- [TASK DIRECTIONS]: Please copy out every item below word for word, keeping each line unchanged.

>> BEGIN THE RECORDS

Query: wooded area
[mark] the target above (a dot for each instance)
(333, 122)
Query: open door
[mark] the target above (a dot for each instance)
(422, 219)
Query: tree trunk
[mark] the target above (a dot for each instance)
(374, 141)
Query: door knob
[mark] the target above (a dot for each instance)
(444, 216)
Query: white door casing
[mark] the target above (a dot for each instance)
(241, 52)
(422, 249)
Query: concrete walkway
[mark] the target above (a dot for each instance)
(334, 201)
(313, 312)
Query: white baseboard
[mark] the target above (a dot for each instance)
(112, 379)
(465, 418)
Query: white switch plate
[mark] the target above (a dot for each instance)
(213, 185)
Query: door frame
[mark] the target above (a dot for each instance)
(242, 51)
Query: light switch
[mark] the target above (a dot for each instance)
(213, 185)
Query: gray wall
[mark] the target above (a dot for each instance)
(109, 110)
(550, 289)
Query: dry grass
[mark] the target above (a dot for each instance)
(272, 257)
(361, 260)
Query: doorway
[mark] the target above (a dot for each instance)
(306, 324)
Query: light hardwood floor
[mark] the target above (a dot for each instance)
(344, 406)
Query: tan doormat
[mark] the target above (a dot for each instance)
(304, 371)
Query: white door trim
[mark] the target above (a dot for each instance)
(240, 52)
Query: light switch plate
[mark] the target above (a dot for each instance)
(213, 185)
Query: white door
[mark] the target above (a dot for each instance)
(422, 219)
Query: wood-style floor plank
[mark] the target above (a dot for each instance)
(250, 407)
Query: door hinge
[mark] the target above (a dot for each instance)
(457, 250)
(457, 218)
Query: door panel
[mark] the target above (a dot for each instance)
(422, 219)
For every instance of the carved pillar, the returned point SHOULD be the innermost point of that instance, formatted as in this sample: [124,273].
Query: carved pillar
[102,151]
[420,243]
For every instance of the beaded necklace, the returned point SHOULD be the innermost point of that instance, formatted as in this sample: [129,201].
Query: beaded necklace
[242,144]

>> END THE RECORDS

- [ANSWER TO THE TASK]:
Query: wooded area
[mark] the target above (a dot for each instance)
(333, 122)
Query: open door
[mark] the target above (a dot for each instance)
(422, 219)
Query: tree trunk
[mark] the target above (a dot for each instance)
(374, 141)
Query: door knob
[mark] the target above (a dot for each instance)
(444, 216)
Query: white door casing
[mark] the target above (a dot for each instance)
(241, 52)
(422, 249)
Query: concrete walkway
[mark] the target above (a dot for each instance)
(334, 201)
(313, 312)
Query: white baseboard
[mark] the target above (a dot for each instance)
(112, 379)
(465, 418)
Query: white switch plate
[mark] the target above (a dot for each instance)
(213, 185)
Query: door frame
[mark] the target above (a dot for each instance)
(242, 51)
Query: light switch
[mark] the target above (a dot for each instance)
(213, 185)
Query: gray wall
[mark] the target above (a dot for each instance)
(109, 110)
(550, 289)
Query: dry grass
[mark] the target above (a dot for each instance)
(272, 257)
(361, 260)
Query: doorway
[mark] the target above (a dot for each instance)
(306, 324)
Query: light hardwood floor
[mark] the target above (a dot for each instance)
(344, 406)
Query: tan doormat
[mark] the target above (a dot for each instance)
(304, 371)
Query: white door trim
[mark] the target above (a dot for each instance)
(240, 52)
Query: light switch plate
[mark] the target above (a dot for each instance)
(213, 185)
Query: white door
[mark] the target above (a dot for each instance)
(422, 219)
Query: wood-style floor plank
[mark] the target above (a dot for each instance)
(250, 407)
Query: door hinge
[mark] the target above (a dot for each instance)
(457, 250)
(457, 218)
Query: door panel
[mark] the target above (a dot for each instance)
(422, 219)
For every instance of the carved pillar, the returned point SHOULD be the innermost point of that instance, formatted as in this sample: [124,273].
Query: carved pillar
[102,151]
[420,243]
For every instance of the beaded necklace, the returned point SHOULD be the innermost point of that instance, formatted as in this sample: [129,201].
Query: beaded necklace
[242,144]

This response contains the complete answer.